## WHAT THE TASK ASKS
All the data beneath this line is to be reproduced exactly.

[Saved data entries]
╔══

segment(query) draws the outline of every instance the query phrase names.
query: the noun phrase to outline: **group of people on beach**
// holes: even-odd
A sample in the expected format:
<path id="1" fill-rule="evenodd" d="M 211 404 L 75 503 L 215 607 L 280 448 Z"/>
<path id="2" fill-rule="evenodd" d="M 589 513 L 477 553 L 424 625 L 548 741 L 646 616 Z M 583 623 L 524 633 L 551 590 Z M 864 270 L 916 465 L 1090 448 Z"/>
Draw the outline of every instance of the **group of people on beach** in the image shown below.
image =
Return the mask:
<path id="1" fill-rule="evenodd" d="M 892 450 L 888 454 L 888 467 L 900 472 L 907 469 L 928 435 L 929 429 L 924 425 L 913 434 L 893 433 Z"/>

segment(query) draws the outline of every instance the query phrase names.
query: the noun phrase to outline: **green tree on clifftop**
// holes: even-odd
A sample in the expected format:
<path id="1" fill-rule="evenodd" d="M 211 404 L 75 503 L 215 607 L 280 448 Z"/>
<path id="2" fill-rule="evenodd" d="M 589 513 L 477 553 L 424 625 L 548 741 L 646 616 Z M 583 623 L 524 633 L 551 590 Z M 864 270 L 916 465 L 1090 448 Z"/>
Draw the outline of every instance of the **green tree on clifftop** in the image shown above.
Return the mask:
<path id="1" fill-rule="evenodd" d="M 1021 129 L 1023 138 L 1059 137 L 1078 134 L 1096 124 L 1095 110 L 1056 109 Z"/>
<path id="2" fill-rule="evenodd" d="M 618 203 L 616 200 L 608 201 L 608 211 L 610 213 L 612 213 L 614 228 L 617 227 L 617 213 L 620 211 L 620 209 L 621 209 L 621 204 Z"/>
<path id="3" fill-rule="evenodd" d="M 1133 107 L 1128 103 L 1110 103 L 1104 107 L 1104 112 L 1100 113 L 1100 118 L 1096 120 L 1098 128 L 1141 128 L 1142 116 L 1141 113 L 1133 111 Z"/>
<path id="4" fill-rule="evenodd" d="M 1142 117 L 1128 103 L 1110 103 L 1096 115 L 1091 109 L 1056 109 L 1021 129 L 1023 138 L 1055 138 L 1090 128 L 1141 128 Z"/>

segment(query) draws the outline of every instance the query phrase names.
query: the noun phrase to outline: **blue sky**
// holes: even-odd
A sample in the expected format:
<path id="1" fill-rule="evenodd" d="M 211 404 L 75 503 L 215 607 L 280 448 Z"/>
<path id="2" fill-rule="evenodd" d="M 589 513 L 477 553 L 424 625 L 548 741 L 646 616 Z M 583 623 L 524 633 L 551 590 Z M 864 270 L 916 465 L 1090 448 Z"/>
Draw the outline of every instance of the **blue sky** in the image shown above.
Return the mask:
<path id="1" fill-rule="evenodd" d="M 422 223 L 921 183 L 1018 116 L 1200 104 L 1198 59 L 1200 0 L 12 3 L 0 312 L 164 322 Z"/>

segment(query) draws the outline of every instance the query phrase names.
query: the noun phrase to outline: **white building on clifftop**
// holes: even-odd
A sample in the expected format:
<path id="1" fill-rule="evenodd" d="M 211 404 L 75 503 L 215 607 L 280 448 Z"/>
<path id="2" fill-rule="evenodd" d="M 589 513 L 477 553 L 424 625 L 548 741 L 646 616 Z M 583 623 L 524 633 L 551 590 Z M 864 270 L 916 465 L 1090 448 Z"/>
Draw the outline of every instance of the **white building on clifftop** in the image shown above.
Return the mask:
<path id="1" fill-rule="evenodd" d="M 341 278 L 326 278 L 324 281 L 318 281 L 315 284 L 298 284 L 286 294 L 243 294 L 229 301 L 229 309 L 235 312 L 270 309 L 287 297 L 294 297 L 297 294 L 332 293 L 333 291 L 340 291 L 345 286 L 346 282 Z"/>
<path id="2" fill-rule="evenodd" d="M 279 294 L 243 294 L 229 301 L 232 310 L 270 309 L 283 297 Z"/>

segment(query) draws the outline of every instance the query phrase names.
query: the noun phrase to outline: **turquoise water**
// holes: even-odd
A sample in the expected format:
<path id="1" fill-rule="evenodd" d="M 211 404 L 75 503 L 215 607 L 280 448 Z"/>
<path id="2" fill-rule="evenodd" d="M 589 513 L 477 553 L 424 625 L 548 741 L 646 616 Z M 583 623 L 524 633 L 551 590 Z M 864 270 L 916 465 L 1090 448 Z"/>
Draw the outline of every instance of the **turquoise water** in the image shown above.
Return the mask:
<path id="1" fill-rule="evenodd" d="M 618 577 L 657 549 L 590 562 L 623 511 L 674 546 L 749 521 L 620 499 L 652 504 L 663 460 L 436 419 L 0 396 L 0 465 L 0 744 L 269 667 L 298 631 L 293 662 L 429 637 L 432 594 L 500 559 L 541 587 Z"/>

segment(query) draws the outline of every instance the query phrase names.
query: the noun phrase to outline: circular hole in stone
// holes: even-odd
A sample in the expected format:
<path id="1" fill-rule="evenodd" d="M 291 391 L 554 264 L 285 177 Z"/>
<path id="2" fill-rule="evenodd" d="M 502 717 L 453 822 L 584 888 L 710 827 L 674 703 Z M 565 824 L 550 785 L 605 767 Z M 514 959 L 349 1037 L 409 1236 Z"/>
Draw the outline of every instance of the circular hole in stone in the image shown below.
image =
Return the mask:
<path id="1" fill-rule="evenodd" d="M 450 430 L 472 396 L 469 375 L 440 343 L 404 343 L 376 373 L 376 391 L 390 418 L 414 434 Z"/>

╚══

## EXERCISE RESULT
segment(query) draws the outline of every instance the query phrase names.
query: the noun phrase to outline: **group of people on beach**
// holes: even-odd
A sample in the expected format:
<path id="1" fill-rule="evenodd" d="M 211 404 L 75 503 L 215 607 L 280 448 Z"/>
<path id="2" fill-rule="evenodd" d="M 589 513 L 477 553 L 424 625 L 548 741 L 646 616 Z M 583 623 L 524 633 L 551 590 Z M 864 270 L 916 465 L 1090 448 Z"/>
Draw the outline of every instance of the **group of people on beach** in the image shown below.
image =
Return the mask:
<path id="1" fill-rule="evenodd" d="M 892 450 L 888 454 L 888 467 L 900 472 L 907 469 L 928 435 L 929 429 L 924 425 L 913 434 L 893 433 Z"/>

segment(query) draws the outline of every instance the query phrase names.
query: the noun phrase to outline: **green tree on clifftop**
// holes: even-odd
A sample in the expected format:
<path id="1" fill-rule="evenodd" d="M 211 404 L 75 503 L 215 607 L 280 448 Z"/>
<path id="2" fill-rule="evenodd" d="M 589 513 L 477 553 L 424 625 L 548 741 L 646 616 Z M 583 623 L 524 633 L 551 590 Z M 864 270 L 916 465 L 1090 448 Z"/>
Draw the outline of every instance of the **green tree on clifftop** in the image shown above.
Return the mask:
<path id="1" fill-rule="evenodd" d="M 1021 129 L 1023 138 L 1059 137 L 1078 134 L 1096 124 L 1095 110 L 1056 109 Z"/>
<path id="2" fill-rule="evenodd" d="M 618 203 L 616 200 L 608 201 L 608 211 L 610 213 L 612 213 L 614 228 L 617 227 L 617 213 L 620 211 L 620 209 L 621 209 L 621 204 Z"/>
<path id="3" fill-rule="evenodd" d="M 1133 107 L 1128 103 L 1110 103 L 1104 107 L 1104 112 L 1100 113 L 1100 118 L 1096 120 L 1098 128 L 1141 128 L 1142 116 L 1141 113 L 1133 111 Z"/>
<path id="4" fill-rule="evenodd" d="M 1142 117 L 1128 103 L 1110 103 L 1096 115 L 1091 109 L 1056 109 L 1021 129 L 1023 138 L 1055 138 L 1090 128 L 1141 128 Z"/>

segment(query) draws the outline of every instance the query phrase names.
query: the noun phrase to outline: **blue sky**
// holes: even-odd
A sample in the expected format:
<path id="1" fill-rule="evenodd" d="M 211 404 L 75 503 L 215 607 L 280 448 Z"/>
<path id="2" fill-rule="evenodd" d="M 589 513 L 477 553 L 424 625 L 548 741 L 646 616 Z M 583 623 L 524 633 L 551 590 Z M 864 270 L 916 465 L 1090 448 Z"/>
Draw the outline of every instance of the **blue sky** in the image shown above.
Return the mask:
<path id="1" fill-rule="evenodd" d="M 422 223 L 921 183 L 1018 116 L 1200 104 L 1198 59 L 1200 0 L 12 3 L 0 312 L 164 322 Z"/>

segment(query) draws the outline of every instance the query phrase names.
query: the noun phrase to outline: **white building on clifftop**
// holes: even-odd
A sample in the expected format:
<path id="1" fill-rule="evenodd" d="M 211 404 L 75 503 L 215 607 L 280 448 Z"/>
<path id="2" fill-rule="evenodd" d="M 589 513 L 477 553 L 424 625 L 548 741 L 646 616 Z M 583 623 L 524 633 L 551 590 Z M 864 270 L 916 465 L 1090 448 Z"/>
Draw the outline of every instance of the **white building on clifftop** in the image shown above.
Return the mask:
<path id="1" fill-rule="evenodd" d="M 341 278 L 326 278 L 324 281 L 318 281 L 315 284 L 298 284 L 286 294 L 243 294 L 229 301 L 229 309 L 235 312 L 270 309 L 287 297 L 294 297 L 297 294 L 332 293 L 333 291 L 340 291 L 345 286 L 346 282 Z"/>
<path id="2" fill-rule="evenodd" d="M 279 294 L 243 294 L 229 301 L 232 310 L 270 309 L 283 297 Z"/>

segment(query) draws the outline of every instance the query phrase names.
query: the noun phrase to outline: **turquoise water**
// holes: even-odd
A sample in the expected format:
<path id="1" fill-rule="evenodd" d="M 211 404 L 75 503 L 215 607 L 280 448 Z"/>
<path id="2" fill-rule="evenodd" d="M 589 513 L 477 553 L 424 625 L 548 741 L 646 616 Z M 583 623 L 524 633 L 551 590 Z M 864 270 L 916 465 L 1090 448 Z"/>
Draw the outline of every instance of the **turquoise water** in the image shown above.
Return the mask:
<path id="1" fill-rule="evenodd" d="M 618 577 L 657 549 L 590 562 L 623 511 L 674 546 L 749 521 L 620 499 L 652 504 L 663 460 L 436 419 L 0 396 L 0 465 L 0 744 L 269 667 L 298 631 L 293 662 L 429 637 L 432 594 L 500 559 L 541 587 Z"/>

segment(query) draws the outline of every instance the query phrase names.
query: the noun phrase to outline: circular hole in stone
// holes: even-odd
A sample in the expected format:
<path id="1" fill-rule="evenodd" d="M 291 391 L 554 264 L 285 177 Z"/>
<path id="2" fill-rule="evenodd" d="M 502 717 L 453 822 L 584 888 L 710 827 L 674 703 Z M 565 824 L 550 785 L 605 767 Z M 514 959 L 349 1037 L 409 1236 Z"/>
Draw the outline of every instance of the circular hole in stone in the image shown below.
image =
Return the mask:
<path id="1" fill-rule="evenodd" d="M 450 430 L 472 396 L 469 375 L 440 343 L 404 343 L 376 373 L 376 391 L 390 418 L 414 434 Z"/>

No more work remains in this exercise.